[start TEXT EXTRACT]

In the design of the relief we must be cognisant of the impact on Irish Water of EUROSTAT's market corporation test. As the Deputy is aware, the advantage of keeping Irish Water off the Government balance sheet is that the necessary investment in the water infrastructure in the country can be made by the utility without impacting on our deficit or debt targets under the Stability and Growth Pact.

More generally, in terms of the impact of water charges on the public finances, as the revenue from water charges is considered to be outside government, it has no impact on general Government revenue. Savings will accrue to the Exchequer over time as a result of a lower subvention from the Exchequer. As included in the summary of budget measures, the cost of tax relief at 20% on water charges up to a maximum of €500 per annum will be €40 million in 2016.

As Irish Water is considered to be outside government, expenditure by it does not impact on general Government expenditure. If tax relief was provided at source, Irish Water could fail the market corporation test and would, therefore, be classified within general government. Assuming that the operating and capital expenditure plans of Irish Water remained unchanged, the deficit would increase by between €500 million and €600 million, or 0.3 percentage points, in 2015. Separately, with regard to the impact on debt, all borrowings from third parties undertaken by Irish Water would be added to the outstanding stock of sovereign debt.

[end TEXT EXTRACT]

## YOUR TASK
Copy the passage on water charges, everything from "As Irish Water" down to "of sovereign debt.", swapping "Irish Water" for "the water utility" wherever it occurs.

[start RECORDED DATA]

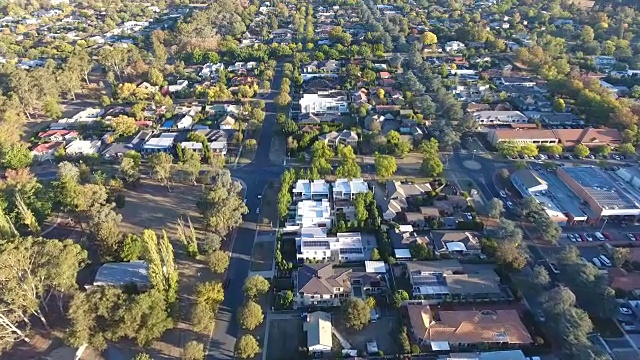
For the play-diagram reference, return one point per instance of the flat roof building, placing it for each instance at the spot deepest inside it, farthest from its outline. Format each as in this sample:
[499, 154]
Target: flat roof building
[606, 196]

[end RECORDED DATA]

## TASK OUTPUT
As the water utility is considered to be outside government, expenditure by it does not impact on general Government expenditure. If tax relief was provided at source, the water utility could fail the market corporation test and would, therefore, be classified within general government. Assuming that the operating and capital expenditure plans of the water utility remained unchanged, the deficit would increase by between €500 million and €600 million, or 0.3 percentage points, in 2015. Separately, with regard to the impact on debt, all borrowings from third parties undertaken by the water utility would be added to the outstanding stock of sovereign debt.